◆ **PROBLEMS AND TASKS**:
(1) In the Food Babe article, which company's bread was Hari's campaign aimed at?
(2) Using the Food Babe article, explain why azodicarbonamide isn't present in significant amounts in finished bread.
(3) Say whether each statement agrees with the Food Babe article, answering yes or no and quoting the words that decide it: (a) The FDA considers azodicarbonamide safe to eat. (b) Azodicarbonamide is found in fewer than 100 other foods. (c) Shampoo is given as a non-food item that contains water.

◆ **TEXT BLOCK**:
────────

7 Ways 'The Food Babe' Spectacularly Fails To Grasp Science

5. Picking Food Wars

This Monday, Nov. 24, 2014 photo shows four limited-time Starbucks coffee drinks, clockwise from left, the Gingerbread Latte, the Eggnog Latte, the Peppermint Mocha, and the new Chestnut Praline Latte, at a Starbucks store in Seattle. Starbucks is one of
Ted S. Warren/AP

One of Hari's greatest "successes", is probably her campaign to get Subway to take the azodicarbonamide out of their bread. Now gosh darn if that doesn't sound like a big, scary, cancer-causing chemical, surely she did the right thing?

Hari's main issue with azodicarbonamide is that it's also used in yoga mats, because it helps to create the nice, foam like texture that makes your mat comfortable and your bread bouncy. It is not only deemed safe to eat by the FDA but it's also found in 500 other foods, not to mention that it actually converts into gas during the cooking process (creating those bubbles) and isn't found in the finished product in any kind of significant quantities.

What she has failed to grasp here is that, just because a substance occurs in a food and a non-food item, it doesn't mean that the former isn't food. Water occurs in both orange juice and shampoo, yet you would still consider orange juice as food. This is the kind of faulty syllogism that you so often find in woo.

────────

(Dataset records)
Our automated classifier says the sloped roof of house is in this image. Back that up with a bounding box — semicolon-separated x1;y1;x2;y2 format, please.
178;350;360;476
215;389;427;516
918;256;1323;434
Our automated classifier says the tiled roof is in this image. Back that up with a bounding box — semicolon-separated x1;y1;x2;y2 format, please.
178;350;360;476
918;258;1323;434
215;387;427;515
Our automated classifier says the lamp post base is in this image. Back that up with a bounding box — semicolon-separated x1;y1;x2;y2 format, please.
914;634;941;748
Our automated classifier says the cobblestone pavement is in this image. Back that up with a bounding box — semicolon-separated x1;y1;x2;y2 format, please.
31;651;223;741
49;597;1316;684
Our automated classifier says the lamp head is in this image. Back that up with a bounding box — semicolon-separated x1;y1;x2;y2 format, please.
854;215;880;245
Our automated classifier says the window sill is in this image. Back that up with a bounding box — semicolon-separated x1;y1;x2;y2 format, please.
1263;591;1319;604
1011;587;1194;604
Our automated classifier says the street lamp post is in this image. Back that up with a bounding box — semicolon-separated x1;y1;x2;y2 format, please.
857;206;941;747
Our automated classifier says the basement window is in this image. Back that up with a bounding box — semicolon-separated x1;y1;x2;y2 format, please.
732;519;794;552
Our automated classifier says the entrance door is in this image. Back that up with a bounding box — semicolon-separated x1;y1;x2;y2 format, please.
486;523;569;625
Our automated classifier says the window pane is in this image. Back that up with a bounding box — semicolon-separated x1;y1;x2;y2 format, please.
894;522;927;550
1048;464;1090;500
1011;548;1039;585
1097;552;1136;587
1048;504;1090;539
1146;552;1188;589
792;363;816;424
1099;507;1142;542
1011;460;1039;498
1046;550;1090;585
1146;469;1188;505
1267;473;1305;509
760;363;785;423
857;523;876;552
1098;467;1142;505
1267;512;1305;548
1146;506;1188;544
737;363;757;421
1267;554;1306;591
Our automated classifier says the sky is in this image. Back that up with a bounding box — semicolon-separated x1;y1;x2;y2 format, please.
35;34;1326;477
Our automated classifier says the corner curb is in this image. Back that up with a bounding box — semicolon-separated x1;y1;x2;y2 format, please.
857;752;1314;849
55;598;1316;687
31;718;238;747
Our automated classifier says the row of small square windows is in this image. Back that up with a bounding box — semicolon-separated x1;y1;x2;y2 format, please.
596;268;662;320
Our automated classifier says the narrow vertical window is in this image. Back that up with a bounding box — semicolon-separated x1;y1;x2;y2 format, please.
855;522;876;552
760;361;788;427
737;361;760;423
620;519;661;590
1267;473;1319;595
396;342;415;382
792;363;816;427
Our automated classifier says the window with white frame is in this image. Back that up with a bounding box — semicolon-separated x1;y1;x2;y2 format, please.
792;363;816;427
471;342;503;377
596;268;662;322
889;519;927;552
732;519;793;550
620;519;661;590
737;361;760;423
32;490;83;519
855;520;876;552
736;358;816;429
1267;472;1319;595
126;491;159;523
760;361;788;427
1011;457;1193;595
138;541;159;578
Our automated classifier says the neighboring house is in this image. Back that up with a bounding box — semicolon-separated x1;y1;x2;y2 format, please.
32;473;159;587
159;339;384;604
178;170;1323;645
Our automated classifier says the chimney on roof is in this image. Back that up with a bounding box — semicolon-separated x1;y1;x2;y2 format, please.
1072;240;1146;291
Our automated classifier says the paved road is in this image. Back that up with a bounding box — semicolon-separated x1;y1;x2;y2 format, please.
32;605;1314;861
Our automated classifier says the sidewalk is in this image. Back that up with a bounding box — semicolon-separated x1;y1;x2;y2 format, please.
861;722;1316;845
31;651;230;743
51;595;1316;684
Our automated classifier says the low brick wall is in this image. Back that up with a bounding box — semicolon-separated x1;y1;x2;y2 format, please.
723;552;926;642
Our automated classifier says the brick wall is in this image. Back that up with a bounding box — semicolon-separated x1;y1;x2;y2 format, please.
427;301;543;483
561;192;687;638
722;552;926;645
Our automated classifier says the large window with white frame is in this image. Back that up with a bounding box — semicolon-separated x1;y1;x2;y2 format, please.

────────

◆ **RESULTS FOR THE EXERCISE**:
(1) Subway.

(2) Azodicarbonamide turns into gas while the bread cooks, which is what makes the bubbles. Because of that, it isn't found in the finished product in any kind of significant quantities.

(3)
(a) Yes: "It is not only deemed safe to eat by the FDA"
(b) No: "it's also found in 500 other foods"
(c) Yes: "Water occurs in both orange juice and shampoo"